ПРЕДОСТАВЛЕННЫЙ ТЕКСТ —
------------------------------
То, чего нельзя убить

В Дни разгрома врага под Ленинградом моя семья уже находилась дома. Она вернулась из эвакуации за несколько недель до наступления. Чтобы объяснить, как это произошло, я должен рассказать о некоторых событиях, не относившихся прямо к моей работе в комиссии по оборонным предложениям, но имевшим для меня лично немаловажное значение.

…В 1942 году, когда только окончилась страшная блокадная зима, я стал работать над кандидатской диссертацией. Вернее, возобновил работу, прерванную в начале войны. В диссертации я обобщал исследования высоковольтных конденсаторов с газовой изоляцией под давлением, которыми занимался несколько лет.

То были конденсаторы с нашим элегазом, уже принесшим много миллионов рублей экономии народному хозяйству. Писал я диссертацию, когда выдавались свободные от работы в комиссии часы. К началу следующего года диссертация была закончена.

Большой ученый совет нашего института находился в то время в Казани, а в Ленинградском филиале Физтеха образовался объединенный ученый совет ряда научно-технических учреждений, продолжавших действовать в осажденном городе. В него входили профессора Политехнического и Электротехнического институтов, а также Физтеха — Ю. В. Баймаков, А. А. Вульф, С. П. Гвоздев, Н. И. Добронравов, П. П. Кобеко, В. Н. Шретер, ряд доцентов, кандидатов наук. Совет обсуждал научные вопросы, связанные с обороной города, принимал защиту диссертаций. Моя работа была не единственной в осажденном Ленинграде. Научно исследовательская деятельность продолжалась и в самое трудное время. Врагу оказалось не под силу убить научную мысль даже в условиях блокады. Работали, кроме нашего, и другие ученые советы — по гуманитарным наукам, ботанике и т. д.

Летом того же года в городе стал снова ходить трамвай. Это было очень радостным событием для ленинградцев, однако действовало лишь несколько маршрутов. Поездки в трамвае при постоянных артиллерийских обстрелах были сопряжены с серьезной опасностью для жизни. Не раз вражеские снаряды попадали в набитые пассажирами вагоны. Линии трамвая и людные остановки являлись хорошими целями для вражеской артиллерии. Она вела по ним огонь, наиболее интенсивный в часы пик, когда люди спешили на работу или возвращались с заводов. Чтобы обмануть фашистских артиллеристов, остановки часто переносили с места на место. Это несколько снижало вероятность попаданий в скопления людей, но совсем устранить опасность не могло. Не раз приходилось видеть следы тяжелых несчастий на трамвайных путях и возле них. Помню, на ограде Сада трудящихся у Дворцовой площади долго висели обрывки одежды, пряди женских волос. Возле этого места фашистский снаряд попал в переполненный вагон трамвая 12-го маршрута.

Вот в таких условиях приходилось ездить по городу и членам ученого совета, ездить, а еще больше ходить пешком, потому что трамвай довозил лишь до Выборгской стороны, а дальше надо было несколько километров шагать в Сосновку. Застроенные большими домами улицы сменялись глухими пустырями. В Лесном оставалось мало жителей, сотни деревянных домов сгорели или их разобрали на дрова. Тем не менее члены ученого совета дружно собирались на заседания. Так было и 18 августа 1943 года, когда я защищал свою диссертацию. Все 16 членов совета оказались на месте. Вид они имели не совсем обычный— большинство сидело в военных гимнастерках.
------------------------------
ПРЕДОСТАВЛЕННЫЕ ДАННЫЕ —
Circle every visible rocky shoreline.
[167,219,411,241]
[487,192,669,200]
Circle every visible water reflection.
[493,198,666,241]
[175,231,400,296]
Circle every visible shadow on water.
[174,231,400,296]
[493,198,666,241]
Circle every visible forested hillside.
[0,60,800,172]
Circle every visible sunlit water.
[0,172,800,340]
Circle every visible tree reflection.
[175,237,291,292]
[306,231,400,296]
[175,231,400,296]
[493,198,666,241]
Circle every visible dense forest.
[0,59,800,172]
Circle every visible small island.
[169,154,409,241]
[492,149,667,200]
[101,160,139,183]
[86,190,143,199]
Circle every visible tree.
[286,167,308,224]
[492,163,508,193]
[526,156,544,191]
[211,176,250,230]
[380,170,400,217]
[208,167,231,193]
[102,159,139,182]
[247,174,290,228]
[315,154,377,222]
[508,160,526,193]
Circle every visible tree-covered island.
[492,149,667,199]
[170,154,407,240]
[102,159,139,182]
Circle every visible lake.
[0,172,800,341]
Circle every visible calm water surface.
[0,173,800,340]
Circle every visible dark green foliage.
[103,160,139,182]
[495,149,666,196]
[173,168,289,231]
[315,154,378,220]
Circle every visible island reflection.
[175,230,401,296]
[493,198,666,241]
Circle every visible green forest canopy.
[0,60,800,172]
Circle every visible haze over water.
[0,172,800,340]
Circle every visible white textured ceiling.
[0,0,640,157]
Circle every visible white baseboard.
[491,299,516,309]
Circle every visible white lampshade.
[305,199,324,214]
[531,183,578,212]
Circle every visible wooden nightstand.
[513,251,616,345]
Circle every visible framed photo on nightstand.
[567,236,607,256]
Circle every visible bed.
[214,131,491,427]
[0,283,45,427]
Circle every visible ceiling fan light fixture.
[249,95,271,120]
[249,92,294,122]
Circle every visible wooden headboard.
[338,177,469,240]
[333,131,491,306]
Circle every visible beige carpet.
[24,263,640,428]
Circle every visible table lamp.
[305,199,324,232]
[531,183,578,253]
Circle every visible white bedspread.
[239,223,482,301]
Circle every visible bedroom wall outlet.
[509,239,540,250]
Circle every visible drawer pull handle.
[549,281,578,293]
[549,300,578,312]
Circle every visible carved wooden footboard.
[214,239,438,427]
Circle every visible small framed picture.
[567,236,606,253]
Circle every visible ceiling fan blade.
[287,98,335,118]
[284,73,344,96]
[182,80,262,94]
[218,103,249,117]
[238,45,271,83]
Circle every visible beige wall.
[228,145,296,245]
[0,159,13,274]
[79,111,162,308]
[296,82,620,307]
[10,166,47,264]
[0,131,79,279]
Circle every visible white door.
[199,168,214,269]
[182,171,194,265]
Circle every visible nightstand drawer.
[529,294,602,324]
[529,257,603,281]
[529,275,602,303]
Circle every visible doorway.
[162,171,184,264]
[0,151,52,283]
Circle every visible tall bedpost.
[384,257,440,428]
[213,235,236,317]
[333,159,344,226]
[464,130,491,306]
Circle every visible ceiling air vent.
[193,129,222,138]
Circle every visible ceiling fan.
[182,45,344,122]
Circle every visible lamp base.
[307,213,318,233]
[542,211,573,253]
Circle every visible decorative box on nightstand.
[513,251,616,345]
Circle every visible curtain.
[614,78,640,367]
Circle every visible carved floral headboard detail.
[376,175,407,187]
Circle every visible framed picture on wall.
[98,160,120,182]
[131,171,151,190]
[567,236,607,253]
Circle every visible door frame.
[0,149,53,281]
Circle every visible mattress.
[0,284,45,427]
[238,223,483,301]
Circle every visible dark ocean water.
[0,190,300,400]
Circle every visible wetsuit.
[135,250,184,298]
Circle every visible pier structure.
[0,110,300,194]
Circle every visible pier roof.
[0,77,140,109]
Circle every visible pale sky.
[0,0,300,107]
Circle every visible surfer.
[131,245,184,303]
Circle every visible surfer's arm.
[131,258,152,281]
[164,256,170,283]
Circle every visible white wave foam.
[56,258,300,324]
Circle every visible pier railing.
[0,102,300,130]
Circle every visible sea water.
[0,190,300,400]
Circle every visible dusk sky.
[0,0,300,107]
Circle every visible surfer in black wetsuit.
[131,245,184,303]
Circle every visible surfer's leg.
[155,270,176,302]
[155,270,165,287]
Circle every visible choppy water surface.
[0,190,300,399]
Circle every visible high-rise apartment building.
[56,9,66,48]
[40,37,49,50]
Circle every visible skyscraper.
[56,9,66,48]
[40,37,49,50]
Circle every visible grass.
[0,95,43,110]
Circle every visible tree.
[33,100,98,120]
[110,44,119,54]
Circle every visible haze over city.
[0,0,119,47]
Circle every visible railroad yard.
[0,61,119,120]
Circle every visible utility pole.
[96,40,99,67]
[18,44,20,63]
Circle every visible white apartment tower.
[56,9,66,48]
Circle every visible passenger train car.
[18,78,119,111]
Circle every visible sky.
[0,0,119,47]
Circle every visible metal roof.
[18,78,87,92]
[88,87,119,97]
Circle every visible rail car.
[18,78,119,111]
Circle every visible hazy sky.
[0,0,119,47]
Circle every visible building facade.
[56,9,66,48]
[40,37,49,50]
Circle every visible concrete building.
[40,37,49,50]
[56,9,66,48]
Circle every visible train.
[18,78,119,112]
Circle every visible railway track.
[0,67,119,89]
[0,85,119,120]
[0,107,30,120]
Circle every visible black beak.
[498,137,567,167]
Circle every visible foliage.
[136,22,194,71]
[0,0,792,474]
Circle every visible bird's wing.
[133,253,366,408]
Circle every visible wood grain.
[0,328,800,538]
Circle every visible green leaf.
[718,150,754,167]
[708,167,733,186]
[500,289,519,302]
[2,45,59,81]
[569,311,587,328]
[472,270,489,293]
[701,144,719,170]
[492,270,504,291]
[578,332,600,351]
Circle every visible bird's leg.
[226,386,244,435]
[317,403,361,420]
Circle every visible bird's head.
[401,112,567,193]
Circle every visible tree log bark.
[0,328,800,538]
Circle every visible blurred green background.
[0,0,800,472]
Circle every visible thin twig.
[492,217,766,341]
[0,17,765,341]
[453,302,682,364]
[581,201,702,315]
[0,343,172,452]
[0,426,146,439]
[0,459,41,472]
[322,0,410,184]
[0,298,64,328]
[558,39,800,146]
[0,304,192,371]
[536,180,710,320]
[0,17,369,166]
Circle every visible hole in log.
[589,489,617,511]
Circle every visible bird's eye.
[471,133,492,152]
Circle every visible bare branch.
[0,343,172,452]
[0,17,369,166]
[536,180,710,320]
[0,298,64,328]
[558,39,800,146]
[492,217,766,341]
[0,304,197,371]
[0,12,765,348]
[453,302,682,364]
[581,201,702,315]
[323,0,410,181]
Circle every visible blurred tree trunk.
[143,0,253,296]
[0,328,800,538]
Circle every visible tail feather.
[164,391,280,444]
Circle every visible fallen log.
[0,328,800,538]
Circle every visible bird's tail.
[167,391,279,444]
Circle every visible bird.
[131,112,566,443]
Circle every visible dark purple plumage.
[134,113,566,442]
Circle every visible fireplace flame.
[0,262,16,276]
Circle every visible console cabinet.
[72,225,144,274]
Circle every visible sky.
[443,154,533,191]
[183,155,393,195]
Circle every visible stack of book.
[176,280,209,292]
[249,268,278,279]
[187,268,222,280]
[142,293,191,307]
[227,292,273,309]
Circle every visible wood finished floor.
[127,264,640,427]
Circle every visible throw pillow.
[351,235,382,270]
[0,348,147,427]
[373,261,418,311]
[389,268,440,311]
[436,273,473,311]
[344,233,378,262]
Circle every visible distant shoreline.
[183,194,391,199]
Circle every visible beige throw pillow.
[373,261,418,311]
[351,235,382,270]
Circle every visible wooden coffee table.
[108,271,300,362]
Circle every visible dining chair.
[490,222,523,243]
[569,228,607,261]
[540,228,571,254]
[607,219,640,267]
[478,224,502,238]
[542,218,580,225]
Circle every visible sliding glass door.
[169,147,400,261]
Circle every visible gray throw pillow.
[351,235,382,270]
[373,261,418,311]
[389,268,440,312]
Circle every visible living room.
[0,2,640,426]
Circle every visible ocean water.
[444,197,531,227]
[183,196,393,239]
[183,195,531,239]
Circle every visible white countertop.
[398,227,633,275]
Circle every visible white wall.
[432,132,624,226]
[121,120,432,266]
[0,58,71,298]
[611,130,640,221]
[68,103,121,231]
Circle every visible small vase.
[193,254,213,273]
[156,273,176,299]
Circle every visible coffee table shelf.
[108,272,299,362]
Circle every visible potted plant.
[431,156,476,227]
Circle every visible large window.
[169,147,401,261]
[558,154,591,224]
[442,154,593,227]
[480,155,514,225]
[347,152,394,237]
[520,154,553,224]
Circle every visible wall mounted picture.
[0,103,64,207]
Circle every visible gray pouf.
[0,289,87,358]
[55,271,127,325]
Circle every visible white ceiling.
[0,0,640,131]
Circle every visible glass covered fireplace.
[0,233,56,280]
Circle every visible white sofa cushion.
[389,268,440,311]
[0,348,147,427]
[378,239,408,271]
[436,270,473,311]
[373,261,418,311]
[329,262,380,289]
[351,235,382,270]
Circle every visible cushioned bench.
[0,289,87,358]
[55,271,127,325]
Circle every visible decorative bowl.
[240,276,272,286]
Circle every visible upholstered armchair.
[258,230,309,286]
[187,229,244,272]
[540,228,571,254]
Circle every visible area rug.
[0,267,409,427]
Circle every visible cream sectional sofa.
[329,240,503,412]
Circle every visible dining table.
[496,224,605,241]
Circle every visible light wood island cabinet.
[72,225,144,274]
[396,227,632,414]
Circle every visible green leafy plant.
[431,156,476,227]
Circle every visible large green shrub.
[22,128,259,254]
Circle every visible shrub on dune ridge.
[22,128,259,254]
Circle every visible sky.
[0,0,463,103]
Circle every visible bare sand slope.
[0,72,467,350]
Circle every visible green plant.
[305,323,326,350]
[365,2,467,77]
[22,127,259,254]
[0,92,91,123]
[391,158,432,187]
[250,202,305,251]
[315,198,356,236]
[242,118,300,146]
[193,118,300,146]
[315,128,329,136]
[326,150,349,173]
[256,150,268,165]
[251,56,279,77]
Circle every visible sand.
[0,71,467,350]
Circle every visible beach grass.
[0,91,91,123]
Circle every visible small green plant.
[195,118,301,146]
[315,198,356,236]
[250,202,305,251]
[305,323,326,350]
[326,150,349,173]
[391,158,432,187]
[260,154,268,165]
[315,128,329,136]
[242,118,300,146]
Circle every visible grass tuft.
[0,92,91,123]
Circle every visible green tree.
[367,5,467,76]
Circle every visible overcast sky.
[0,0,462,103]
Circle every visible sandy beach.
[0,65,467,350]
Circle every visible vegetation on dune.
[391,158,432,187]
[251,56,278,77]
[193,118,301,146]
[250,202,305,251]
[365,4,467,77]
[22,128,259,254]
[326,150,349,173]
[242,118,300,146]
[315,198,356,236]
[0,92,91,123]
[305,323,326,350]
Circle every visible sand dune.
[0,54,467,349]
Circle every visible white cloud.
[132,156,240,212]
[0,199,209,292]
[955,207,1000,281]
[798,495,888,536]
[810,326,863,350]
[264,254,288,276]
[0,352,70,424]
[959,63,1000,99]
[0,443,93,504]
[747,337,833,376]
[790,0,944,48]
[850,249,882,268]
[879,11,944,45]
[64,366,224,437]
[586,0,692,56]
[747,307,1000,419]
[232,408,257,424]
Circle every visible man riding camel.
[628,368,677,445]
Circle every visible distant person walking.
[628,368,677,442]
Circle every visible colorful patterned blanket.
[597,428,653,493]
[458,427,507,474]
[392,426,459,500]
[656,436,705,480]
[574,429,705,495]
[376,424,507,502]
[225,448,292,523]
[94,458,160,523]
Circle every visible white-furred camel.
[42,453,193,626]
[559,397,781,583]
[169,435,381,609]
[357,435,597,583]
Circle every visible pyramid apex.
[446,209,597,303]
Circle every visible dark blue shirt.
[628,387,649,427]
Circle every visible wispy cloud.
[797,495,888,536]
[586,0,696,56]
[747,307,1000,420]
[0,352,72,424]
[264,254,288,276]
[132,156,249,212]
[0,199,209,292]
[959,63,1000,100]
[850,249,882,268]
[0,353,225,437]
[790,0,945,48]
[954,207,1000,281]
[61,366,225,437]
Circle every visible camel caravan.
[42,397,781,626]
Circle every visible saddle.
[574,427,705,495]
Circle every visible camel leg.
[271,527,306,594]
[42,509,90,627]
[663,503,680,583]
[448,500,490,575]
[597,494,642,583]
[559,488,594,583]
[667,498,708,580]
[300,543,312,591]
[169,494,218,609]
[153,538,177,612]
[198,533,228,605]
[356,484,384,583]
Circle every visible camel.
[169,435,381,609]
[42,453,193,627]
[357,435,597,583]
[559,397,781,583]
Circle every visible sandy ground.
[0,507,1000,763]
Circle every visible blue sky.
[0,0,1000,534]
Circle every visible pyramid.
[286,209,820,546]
------------------------------
СПИСОК ЗАДАНИЙ —
- A) Выпишите из текста о блокадном Ленинграде отрывок, начиная со слов «Большой ученый совет» и вплоть до слов «ботанике и т. д.» включительно.
- B) Продолжите текст о блокадном Ленинграде, начав сразу после его последнего предложения.

РЕЗУЛЬТАТЫ ЗАДАНИЙ —
- A)
Большой ученый совет нашего института находился в то время в Казани, а в Ленинградском филиале Физтеха образовался объединенный ученый совет ряда научно-технических учреждений, продолжавших действовать в осажденном городе. В него входили профессора Политехнического и Электротехнического институтов, а также Физтеха — Ю. В. Баймаков, А. А. Вульф, С. П. Гвоздев, Н. И. Добронравов, П. П. Кобеко, В. Н. Шретер, ряд доцентов, кандидатов наук. Совет обсуждал научные вопросы, связанные с обороной города, принимал защиту диссертаций. Моя работа была не единственной в осажденном Ленинграде. Научно исследовательская деятельность продолжалась и в самое трудное время. Врагу оказалось не под силу убить научную мысль даже в условиях блокады. Работали, кроме нашего, и другие ученые советы — по гуманитарным наукам, ботанике и т. д.

- B)
Защита проходила по всем правилам процедуры, установленной Высшей аттестационной комиссией (ВАК). Были зачитаны необходимые документы — характеристика диссертанта, заключения о сдаче полагающихся экзаменов, отзывы предприятий, где уже действовали высоковольтные устройства с элегазом. После моего доклада выступили два официальных оппонента— доктор физико-математических наук П. П. Кобеко и доцент Политехнического института кандидат паук Л. А. Сена. Я отвечал на вопросы и замечания. Затем специально выбранная счетная комиссия произвела подсчет голосов. Мнение членов совета оказалось единодушным. Они проголосовали за присвоение мне ученой степени кандидата технических наук.

Счетная комиссия огласила результаты, собравшиеся поаплодировали и стали доставать из карманов пакетики. Оказывается, члены ученого совета предусмотрительно захватили с собой кусочки хлеба из дневного пайка. Некоторые принесли еще что-то съедобное, Софья Владимировна Кобеко даже изготовила какое-то варево из крупы и зелени. Были и цветы, их преподнесли мне сотрудницы Физтеха — собрали в парках Сосновки и на своих огородах.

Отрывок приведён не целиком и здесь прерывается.